◆ Texto de la página:
□ □ □ □ □

Todos los terrores frente a un extranjero agresivo —todo lo que es foráneo para el nativo— forman parte de la cohesión del grupo, que construye una muralla de rituales frente al caos exterior. Y, al mismo tiempo, permiten justificar la estructura desigual de la sociedad, donde los excedentes del grupo van a ser canalizados hacia las elites que controlan ese miedo —como describe Jared Diamond en su texto «Del igualitarismo a la cleptocracia» (Diamond, 2006, 305-338). La desigualdad no se hubiera impuesto sin el miedo que produce el caos. Las historias sobre los comienzos del grupo son estructuradas por el grupo de poder que las ritualiza y las convierte en el relato «sagrado» del grupo. Desde el momento en que las sacraliza, es sacrílego alterarlas, contarlas de forma diferente, irónica o transgresora.
El equilibrio es necesario y el miedo a romperlo requiere el sacrificio. Esta solución inédita provoca un sinfín de tabúes y rituales, para comportarse como esferas celestes, y de ríos de sangre, para alimentar la vida de una supuesta cosmogonía implacable. Es universal, por tanto, la existencia de sacrificios humanos para impedir que la máquina se detenga o sobrevenga la catástrofe. La universalidad de estos sacrificios humanos revela que están unidos al nacimiento del Estado, a la separación de la sociedad en jerarquías sociales estratificadas y al relato terrorífico que necesita sangre para evitar el caos. Los sacrificios humanos en las sociedades cosmogónicas son comunes a las sociedades iniciales de Mesopotamia, Palestina, las primeras dinastías egipcias, Creta o las sociedades aqueas de Grecia (Bonnechère, 1994), las sociedades célticas e íberas, las ciudades-Estado fenicias, su heredera Cartago, las monarquías sagradas africanas, las primeras dinastías chinas y los imperios y monarquías sagradas amerindios —mayas, aztecas e incas. Es decir, cubren todas las sociedades de la temprana domesticación de animales y plantas, en donde las poblaciones son aterrorizadas con la posibilidad de que los ciclos agrarios anuales se vean interrumpidos si no se nutren de sangre los altares de los dioses (Bremmer, 2007). En los mitos originales de muchas culturas son los propios dioses los que se sacrifican, para dar lugar a la vida, o los fundadores del grupo o la ciudad, como sucede en la leyenda de Rómulo y Remo3.
Su universalidad es aún más sorprendente porque no existe ningún contacto entre estos núcleos y llegan a esta reflexión criminal autónomamente. ¿Es un elemento inevitable de la constitución de los Estados en las monarquías sagradas? ¿Es la forma más adecuada de control de las poblaciones por las nuevas jerarquías?

□ □ □ □ □

◆ Por hacer:
(a) Del texto sobre los sacrificios humanos, copia literalmente el fragmento que empieza en las palabras que contienen "Su universalidad es" y acaba en "las nuevas jerarquías?".
(b) Traduce al inglés esta oración del texto sobre los sacrificios humanos: «La desigualdad no se hubiera impuesto sin el miedo que produce el caos».

◆ Listado de datos:

□ □ □ □ □

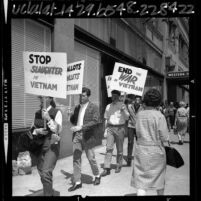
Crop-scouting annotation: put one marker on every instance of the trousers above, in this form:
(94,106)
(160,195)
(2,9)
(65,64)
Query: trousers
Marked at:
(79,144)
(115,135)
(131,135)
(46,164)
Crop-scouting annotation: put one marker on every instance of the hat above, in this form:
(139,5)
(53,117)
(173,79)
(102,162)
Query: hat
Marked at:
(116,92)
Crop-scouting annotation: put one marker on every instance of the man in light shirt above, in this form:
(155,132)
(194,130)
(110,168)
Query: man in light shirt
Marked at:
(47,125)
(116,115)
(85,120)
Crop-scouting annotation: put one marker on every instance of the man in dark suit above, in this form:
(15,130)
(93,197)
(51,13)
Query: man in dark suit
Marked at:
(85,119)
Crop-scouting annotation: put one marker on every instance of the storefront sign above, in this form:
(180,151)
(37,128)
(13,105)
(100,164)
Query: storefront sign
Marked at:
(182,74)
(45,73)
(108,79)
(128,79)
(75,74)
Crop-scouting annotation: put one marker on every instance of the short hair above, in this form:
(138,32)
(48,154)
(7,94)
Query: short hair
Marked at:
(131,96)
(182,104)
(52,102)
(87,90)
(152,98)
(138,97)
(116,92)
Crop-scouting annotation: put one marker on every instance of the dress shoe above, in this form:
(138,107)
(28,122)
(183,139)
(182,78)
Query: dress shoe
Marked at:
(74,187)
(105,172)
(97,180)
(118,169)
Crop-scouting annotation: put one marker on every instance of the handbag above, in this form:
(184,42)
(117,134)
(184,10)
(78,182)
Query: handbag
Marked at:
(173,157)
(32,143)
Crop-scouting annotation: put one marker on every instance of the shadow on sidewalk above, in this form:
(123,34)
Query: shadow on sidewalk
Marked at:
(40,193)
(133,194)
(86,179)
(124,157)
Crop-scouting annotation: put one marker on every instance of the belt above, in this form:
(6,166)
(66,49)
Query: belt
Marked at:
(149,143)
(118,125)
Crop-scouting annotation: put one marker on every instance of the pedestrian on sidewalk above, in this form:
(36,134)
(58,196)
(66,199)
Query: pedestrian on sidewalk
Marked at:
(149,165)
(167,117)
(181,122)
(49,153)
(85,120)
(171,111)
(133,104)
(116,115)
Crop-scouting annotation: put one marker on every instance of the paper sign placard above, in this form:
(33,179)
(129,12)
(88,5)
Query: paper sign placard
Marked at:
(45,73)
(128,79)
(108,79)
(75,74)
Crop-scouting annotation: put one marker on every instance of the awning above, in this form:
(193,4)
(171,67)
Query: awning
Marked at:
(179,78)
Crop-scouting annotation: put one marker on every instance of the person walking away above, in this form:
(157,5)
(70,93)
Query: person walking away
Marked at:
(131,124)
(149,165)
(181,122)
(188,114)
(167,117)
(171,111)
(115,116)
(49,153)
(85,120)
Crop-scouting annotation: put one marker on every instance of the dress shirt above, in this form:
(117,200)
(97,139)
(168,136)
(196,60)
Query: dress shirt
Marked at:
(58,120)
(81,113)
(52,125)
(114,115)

□ □ □ □ □

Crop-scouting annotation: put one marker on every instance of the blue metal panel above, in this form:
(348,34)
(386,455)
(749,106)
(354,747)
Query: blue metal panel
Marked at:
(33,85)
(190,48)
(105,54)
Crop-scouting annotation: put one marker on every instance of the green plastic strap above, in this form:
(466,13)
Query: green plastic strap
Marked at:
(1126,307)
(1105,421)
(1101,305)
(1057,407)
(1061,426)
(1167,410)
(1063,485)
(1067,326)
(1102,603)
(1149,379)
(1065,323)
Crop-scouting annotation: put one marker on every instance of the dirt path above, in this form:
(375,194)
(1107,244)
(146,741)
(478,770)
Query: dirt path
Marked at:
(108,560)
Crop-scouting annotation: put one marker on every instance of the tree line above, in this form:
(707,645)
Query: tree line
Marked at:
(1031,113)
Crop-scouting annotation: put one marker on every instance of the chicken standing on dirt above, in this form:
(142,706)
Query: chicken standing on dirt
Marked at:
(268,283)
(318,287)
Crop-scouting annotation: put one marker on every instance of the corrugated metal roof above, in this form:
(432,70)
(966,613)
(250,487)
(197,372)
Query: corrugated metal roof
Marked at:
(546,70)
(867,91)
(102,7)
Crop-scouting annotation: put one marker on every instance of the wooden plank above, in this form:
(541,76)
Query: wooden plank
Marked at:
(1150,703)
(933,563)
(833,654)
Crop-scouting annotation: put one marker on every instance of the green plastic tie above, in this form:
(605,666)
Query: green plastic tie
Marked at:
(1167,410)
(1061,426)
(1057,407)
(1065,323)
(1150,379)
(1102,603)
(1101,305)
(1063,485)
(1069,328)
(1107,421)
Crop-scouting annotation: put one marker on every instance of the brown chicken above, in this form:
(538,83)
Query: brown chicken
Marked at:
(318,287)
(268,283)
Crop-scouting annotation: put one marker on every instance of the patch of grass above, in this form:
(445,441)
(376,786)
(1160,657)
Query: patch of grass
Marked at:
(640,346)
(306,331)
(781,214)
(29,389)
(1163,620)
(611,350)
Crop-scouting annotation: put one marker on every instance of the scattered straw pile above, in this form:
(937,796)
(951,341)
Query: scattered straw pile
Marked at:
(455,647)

□ □ □ □ □

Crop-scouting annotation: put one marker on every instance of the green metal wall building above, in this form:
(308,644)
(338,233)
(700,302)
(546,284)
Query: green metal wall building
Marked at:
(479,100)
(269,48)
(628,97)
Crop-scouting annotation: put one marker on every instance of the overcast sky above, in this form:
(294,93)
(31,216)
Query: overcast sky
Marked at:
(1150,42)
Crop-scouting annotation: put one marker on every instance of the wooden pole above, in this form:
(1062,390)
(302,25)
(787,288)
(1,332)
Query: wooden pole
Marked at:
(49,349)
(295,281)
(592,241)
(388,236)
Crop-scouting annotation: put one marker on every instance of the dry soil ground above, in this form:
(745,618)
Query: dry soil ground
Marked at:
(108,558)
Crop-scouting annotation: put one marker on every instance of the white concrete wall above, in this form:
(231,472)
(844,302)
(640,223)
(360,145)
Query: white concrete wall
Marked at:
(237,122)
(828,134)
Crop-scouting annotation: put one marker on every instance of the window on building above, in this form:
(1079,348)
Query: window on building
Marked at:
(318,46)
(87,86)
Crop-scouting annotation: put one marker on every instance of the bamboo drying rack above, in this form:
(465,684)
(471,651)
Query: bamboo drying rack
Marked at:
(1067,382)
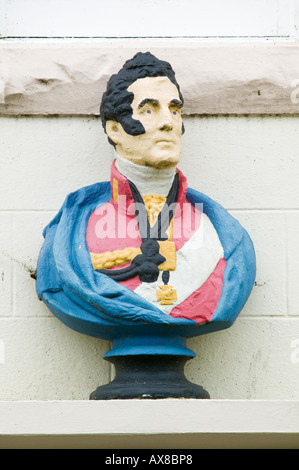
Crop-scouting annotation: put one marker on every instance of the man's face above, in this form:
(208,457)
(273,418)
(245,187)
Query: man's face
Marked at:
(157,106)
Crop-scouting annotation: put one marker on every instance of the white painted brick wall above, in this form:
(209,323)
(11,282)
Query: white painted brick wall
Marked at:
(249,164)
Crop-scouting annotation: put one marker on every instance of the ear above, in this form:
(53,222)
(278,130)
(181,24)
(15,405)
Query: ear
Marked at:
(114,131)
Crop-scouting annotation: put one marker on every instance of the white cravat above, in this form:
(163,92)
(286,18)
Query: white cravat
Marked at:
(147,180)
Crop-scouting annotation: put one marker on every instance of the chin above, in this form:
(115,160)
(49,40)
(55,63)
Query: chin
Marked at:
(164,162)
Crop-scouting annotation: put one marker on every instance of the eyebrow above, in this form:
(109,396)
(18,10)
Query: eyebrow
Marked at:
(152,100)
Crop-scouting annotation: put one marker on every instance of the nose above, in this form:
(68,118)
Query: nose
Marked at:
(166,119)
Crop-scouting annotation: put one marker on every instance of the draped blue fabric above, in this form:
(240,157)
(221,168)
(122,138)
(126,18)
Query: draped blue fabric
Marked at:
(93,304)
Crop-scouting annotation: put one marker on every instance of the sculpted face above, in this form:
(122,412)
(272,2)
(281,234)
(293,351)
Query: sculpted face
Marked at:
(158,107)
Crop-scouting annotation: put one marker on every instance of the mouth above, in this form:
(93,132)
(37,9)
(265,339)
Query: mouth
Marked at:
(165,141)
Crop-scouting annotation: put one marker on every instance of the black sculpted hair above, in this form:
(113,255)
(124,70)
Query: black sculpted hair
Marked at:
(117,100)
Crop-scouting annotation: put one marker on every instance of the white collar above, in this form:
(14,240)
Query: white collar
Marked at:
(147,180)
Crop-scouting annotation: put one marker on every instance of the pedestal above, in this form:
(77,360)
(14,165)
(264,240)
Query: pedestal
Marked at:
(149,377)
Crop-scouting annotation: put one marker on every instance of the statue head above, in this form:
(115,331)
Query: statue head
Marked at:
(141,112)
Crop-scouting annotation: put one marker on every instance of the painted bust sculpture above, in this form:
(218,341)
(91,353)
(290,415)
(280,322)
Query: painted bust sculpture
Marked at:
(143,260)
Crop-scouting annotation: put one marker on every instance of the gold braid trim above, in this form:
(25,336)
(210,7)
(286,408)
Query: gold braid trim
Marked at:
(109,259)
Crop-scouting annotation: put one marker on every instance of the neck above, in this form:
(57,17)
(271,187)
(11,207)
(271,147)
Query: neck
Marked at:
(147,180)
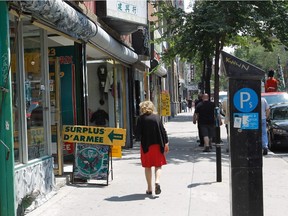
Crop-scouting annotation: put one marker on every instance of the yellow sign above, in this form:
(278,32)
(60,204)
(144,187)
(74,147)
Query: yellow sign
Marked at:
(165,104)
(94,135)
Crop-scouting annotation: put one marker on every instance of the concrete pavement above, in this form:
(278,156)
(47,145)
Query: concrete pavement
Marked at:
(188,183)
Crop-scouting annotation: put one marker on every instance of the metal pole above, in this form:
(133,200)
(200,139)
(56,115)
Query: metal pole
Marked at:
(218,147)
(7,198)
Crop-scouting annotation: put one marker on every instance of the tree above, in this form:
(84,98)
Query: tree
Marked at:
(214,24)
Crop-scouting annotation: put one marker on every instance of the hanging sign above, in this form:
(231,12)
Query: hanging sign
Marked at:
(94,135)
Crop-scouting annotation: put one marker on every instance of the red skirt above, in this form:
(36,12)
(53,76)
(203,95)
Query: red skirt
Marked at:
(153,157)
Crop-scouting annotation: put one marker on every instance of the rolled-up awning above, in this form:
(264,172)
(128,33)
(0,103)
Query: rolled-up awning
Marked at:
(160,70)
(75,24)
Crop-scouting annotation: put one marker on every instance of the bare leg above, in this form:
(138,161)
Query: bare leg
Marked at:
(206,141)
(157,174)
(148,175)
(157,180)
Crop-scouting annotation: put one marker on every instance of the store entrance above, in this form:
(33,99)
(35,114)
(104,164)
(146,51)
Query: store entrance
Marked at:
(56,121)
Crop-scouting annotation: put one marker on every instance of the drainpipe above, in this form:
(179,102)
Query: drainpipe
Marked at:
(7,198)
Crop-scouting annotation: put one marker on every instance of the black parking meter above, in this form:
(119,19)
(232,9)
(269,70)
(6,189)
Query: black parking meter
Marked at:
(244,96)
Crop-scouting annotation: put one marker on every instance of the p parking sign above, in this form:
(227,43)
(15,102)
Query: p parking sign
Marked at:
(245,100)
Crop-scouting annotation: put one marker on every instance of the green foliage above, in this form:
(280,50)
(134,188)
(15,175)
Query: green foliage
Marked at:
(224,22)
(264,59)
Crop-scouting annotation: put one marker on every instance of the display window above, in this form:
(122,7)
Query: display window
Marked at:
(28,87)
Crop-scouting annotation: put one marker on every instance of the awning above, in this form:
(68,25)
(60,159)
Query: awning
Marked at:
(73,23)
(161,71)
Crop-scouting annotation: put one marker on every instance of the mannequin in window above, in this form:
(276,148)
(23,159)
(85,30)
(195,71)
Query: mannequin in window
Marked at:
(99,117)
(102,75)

□ □ □ □ □

◆ Respuestas del ejercicio:
(a)
Su universalidad es aún más sorprendente porque no existe ningún contacto entre estos núcleos y llegan a esta reflexión criminal autónomamente. ¿Es un elemento inevitable de la constitución de los Estados en las monarquías sagradas? ¿Es la forma más adecuada de control de las poblaciones por las nuevas jerarquías?

(b) Inequality would not have taken hold without the fear that chaos produces.